◆ **RECORD SET**
* BEGIN *

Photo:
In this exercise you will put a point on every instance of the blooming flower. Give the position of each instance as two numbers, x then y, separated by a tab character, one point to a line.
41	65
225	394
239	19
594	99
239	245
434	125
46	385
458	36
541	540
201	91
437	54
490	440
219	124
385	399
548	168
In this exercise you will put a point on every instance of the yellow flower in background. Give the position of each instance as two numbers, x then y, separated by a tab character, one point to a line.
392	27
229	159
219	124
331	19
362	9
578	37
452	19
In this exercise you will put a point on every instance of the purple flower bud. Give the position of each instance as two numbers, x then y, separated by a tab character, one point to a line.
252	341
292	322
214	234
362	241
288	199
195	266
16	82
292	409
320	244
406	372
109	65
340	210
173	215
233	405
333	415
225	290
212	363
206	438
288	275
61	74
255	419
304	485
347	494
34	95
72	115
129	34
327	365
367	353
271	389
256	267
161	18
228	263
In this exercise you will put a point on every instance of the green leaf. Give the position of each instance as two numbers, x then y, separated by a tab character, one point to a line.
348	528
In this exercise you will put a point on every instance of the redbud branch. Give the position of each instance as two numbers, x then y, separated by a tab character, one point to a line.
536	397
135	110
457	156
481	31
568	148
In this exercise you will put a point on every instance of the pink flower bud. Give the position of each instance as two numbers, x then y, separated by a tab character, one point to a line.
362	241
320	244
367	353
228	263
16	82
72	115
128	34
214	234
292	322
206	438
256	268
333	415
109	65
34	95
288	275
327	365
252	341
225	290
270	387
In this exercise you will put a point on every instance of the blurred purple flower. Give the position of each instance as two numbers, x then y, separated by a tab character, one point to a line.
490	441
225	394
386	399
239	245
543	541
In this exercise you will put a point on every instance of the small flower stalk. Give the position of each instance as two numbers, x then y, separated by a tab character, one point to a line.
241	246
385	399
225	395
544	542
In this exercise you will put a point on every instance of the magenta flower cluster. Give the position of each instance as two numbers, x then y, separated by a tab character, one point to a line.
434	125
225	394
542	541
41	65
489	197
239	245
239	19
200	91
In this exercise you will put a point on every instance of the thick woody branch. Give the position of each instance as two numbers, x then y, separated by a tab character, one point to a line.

* END *

Every record above should be output exactly.

◆ **IN RESPONSE**
Photo:
In this exercise you will put a point on every instance of the blooming flower. Give the position of each instance as two numbers, x then y, separated by a tab character, one point to a line.
41	65
225	394
239	19
594	99
239	245
434	125
46	385
458	36
541	540
201	91
437	54
490	440
219	124
385	399
548	168
In this exercise you will put a point on every instance of the yellow flower in background. Give the position of each instance as two numbers, x then y, separated by a tab character, one point to a line.
392	27
229	159
219	124
331	19
362	9
578	37
452	19
In this exercise you will put a point on every instance of the purple flower bud. Give the position of each instance as two numbers, x then y, separated by a tab character, one point to a line.
252	341
292	322
214	234
362	241
288	199
195	266
16	82
292	409
320	244
406	372
109	65
340	210
173	215
233	405
333	415
225	290
212	363
206	438
288	275
61	74
255	419
304	485
347	494
34	95
72	115
129	34
327	365
367	353
271	389
256	267
161	18
228	263
In this exercise you will put a point on every instance of the green leaf. Give the position of each instance as two numbers, x then y, separated by a tab character, one point to a line.
348	528
In this exercise you will put a point on every instance of the redbud branch. Give the position of each instance as two numbers, x then y, separated by a tab character, one point to a line.
536	397
135	110
457	156
481	31
568	148
In this exercise you will put a point on every instance of the pink flower bud. Give the position of each instance as two numbers, x then y, separated by a tab character, one point to a line.
362	241
320	244
367	353
228	263
16	82
72	115
128	34
214	234
292	322
206	438
256	268
333	415
109	65
34	95
288	275
327	365
252	341
225	290
270	387
In this exercise you will put a point on every instance of the blurred purple flower. Give the position of each instance as two numbers, x then y, separated by a tab character, one point to a line.
490	441
225	394
386	399
239	245
543	541
In this exercise you will put a point on every instance of the small flower stalk. Give the position of each instance as two numbers, x then y, separated by a tab character, one point to a line.
241	246
385	399
225	395
544	542
In this exercise you will put a point on every instance of the magenta flower cluster. Give the position of each instance as two numbers, x then y, separated by a tab character, one point to a line.
434	125
225	394
542	541
41	65
489	197
239	245
239	19
200	91
In this exercise you will put a point on every instance of the thick woody branch. Give the position of each instance as two numbers, x then y, separated by a tab character, one point to a line.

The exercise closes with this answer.